## Begin Excerpt to read
In the comments on my last post covering the opportunities for news organisation in location services and technologies, Reg Chua, the Editor-in-Chief of the South China Morning Post, had this insight:

Kevin’s point on prioritization is a critical one. We can’t do everything well; in fact, we can’t do everything, period. I’d argue that we should think about the product we want to come out with first – and then figure out what data is needed to make it work. I realize that leaves some value on the table, but I suspect we all need to specialize more if we’re to really create products that have real value.

For the news organisations that I’m working with now in developing their digital strategies, one of the things that I look at is where they have the most opportunity. I agree with Reg that there are a number of opportunities in terms of creating products using data, and I also think that data is important in determining which products to develop. News organisations need to get serious about looking at what their audiences find valuable, digging into their own metrics. Right now, we’ve got a lot of faith-based decision making in media. It’s critical that we begin to look at the data to help determine what new products we should deliver and how we can improve our existing offering.

For a good start on this kind of thinking, Jonathan Stray wrote an excellent post last year, Designing journalism to be used. He wrote:

Digital news product design has so far mostly been about emulation of previous media. Newspaper web sites and apps look like newspapers. “Multimedia” journalism has mostly been about clicking somewhere to get slideshows and videos. This is a little like the dawn of TV news, when anchors read wire copy on air. Digital media gives us an explosion of product design possibilities, but the envisioned interaction modes have so far stayed mostly the same.

This is not to say that the stories themselves don’t need to change. In fact, I think they do. But the question can’t be “how can we make better stories?” It must be “who are our users, what would we like to help them to do, and how can we build a system that helps them with that?”

Josh Benton of the Nieman Lab says that we have an opportunity to rethink the grammar of journalism during this period of transition in the business. Jonathan and Reg are definitely thinking about rethinking the grammar and rethinking the products that we create. Digital journalism is different, and the real opportunity is in thinking about how its different and how that creates new opportunities both to present journalism and support it financially.
## End Excerpt to read
## Begin Raw records
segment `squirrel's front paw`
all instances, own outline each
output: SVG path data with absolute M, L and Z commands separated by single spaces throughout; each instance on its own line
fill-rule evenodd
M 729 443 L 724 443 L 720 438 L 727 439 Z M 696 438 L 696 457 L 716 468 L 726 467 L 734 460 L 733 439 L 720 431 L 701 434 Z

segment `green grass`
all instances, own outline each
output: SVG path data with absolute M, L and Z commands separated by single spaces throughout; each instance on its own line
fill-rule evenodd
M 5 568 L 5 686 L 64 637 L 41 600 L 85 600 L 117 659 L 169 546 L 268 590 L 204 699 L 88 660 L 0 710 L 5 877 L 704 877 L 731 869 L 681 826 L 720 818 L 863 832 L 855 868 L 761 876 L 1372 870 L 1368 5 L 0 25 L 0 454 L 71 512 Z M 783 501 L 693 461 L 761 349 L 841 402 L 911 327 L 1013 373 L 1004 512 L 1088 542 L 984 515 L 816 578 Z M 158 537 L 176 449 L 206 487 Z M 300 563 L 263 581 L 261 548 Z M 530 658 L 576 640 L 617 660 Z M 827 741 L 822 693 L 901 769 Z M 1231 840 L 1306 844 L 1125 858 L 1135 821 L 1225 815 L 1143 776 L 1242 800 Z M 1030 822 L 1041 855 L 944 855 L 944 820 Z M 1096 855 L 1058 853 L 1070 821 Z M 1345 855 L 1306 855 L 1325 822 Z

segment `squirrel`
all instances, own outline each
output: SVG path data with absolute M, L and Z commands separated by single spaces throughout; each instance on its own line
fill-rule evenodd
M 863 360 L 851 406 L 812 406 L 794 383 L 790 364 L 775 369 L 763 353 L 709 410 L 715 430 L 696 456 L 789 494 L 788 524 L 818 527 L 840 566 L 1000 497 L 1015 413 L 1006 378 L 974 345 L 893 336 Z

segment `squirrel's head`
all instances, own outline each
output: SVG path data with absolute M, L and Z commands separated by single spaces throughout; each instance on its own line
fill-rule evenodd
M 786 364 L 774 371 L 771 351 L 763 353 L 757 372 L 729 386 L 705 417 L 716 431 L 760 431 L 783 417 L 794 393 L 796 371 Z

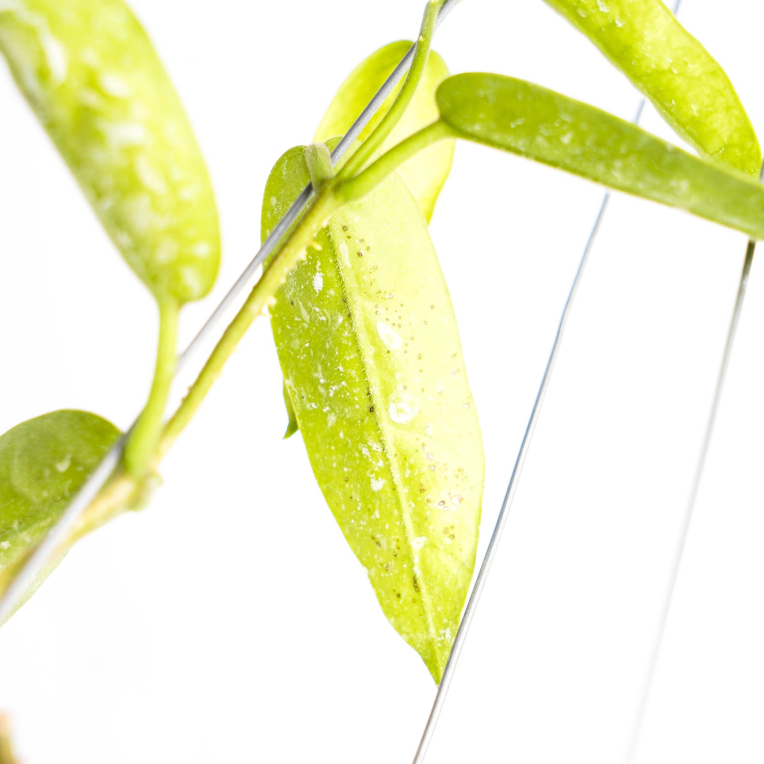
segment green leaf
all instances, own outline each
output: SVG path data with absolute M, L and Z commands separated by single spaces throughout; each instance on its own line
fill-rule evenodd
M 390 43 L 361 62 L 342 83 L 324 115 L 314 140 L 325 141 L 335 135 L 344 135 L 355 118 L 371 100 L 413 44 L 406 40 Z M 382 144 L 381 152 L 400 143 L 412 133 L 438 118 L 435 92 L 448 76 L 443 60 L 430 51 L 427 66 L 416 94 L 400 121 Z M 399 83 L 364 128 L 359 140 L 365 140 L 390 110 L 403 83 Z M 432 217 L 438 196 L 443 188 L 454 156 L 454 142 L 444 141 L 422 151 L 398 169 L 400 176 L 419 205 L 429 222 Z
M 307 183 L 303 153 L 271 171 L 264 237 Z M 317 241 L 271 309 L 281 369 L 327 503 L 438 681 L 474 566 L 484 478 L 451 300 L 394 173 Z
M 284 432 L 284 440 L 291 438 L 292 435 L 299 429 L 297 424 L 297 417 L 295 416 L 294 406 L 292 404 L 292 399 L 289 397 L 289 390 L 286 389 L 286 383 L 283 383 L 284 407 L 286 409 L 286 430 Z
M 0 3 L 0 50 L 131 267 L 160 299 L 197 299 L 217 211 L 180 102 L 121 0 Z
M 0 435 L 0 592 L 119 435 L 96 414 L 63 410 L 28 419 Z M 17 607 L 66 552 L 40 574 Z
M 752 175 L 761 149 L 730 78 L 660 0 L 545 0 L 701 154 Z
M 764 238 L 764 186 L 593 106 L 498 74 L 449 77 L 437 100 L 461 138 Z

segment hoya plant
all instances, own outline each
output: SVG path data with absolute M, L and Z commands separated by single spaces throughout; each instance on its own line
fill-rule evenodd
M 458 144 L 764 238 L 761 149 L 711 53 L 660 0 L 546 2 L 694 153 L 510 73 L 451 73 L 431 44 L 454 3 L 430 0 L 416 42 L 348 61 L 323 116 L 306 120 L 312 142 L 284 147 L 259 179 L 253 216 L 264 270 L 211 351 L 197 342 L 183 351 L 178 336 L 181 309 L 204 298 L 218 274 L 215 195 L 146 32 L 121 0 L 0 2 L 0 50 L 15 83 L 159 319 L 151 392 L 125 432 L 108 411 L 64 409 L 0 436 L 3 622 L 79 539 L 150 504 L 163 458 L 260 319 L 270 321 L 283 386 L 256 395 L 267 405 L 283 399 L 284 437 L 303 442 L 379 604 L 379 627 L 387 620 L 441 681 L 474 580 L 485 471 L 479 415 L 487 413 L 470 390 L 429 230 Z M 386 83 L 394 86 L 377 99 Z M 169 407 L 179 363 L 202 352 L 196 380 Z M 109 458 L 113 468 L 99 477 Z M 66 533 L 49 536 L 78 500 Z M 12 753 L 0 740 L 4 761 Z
## End Raw records
Work to do:
• 1. Answer these questions about the excerpt on news product strategy:
(a) What position does Reg Chua hold?
(b) What is the title of the post Jonathan Stray wrote last year?
(c) With which organization is Josh Benton associated?
• 2. Rewrite the listing from its first line through the line with "M 863 360 L", replacing "evenodd" with "nonzero" and leaving everything else unchanged.

Results for the exercise:
• 1.
(a) Editor-in-Chief of the South China Morning Post
(b) Designing journalism to be used
(c) The Nieman Lab

• 2.
segment `squirrel's front paw`
all instances, own outline each
output: SVG path data with absolute M, L and Z commands separated by single spaces throughout; each instance on its own line
fill-rule nonzero
M 729 443 L 724 443 L 720 438 L 727 439 Z M 696 438 L 696 457 L 716 468 L 726 467 L 734 460 L 733 439 L 720 431 L 701 434 Z

segment `green grass`
all instances, own outline each
output: SVG path data with absolute M, L and Z commands separated by single spaces throughout; each instance on its own line
fill-rule nonzero
M 5 568 L 5 686 L 64 637 L 41 600 L 85 600 L 117 659 L 169 546 L 268 590 L 204 699 L 88 660 L 0 710 L 5 877 L 704 877 L 731 869 L 681 826 L 720 818 L 863 832 L 855 868 L 761 876 L 1372 870 L 1368 5 L 0 25 L 0 454 L 71 512 Z M 783 501 L 693 461 L 761 349 L 841 402 L 911 327 L 1013 373 L 1004 512 L 1088 542 L 984 515 L 816 578 Z M 158 537 L 176 449 L 206 487 Z M 300 563 L 263 581 L 261 548 Z M 530 658 L 576 640 L 617 660 Z M 827 741 L 822 693 L 901 769 Z M 1231 840 L 1306 844 L 1125 858 L 1135 821 L 1225 815 L 1143 776 L 1242 800 Z M 1030 822 L 1041 855 L 944 855 L 944 820 Z M 1096 855 L 1058 853 L 1070 821 Z M 1345 855 L 1306 855 L 1325 822 Z

segment `squirrel`
all instances, own outline each
output: SVG path data with absolute M, L and Z commands separated by single spaces throughout; each instance on its own line
fill-rule nonzero
M 863 360 L 851 406 L 812 406 L 794 383 L 790 364 L 775 369 L 763 353 L 709 410 L 715 430 L 696 456 L 789 494 L 788 524 L 818 527 L 840 566 L 1000 497 L 1015 413 L 1006 378 L 974 345 L 893 336 Z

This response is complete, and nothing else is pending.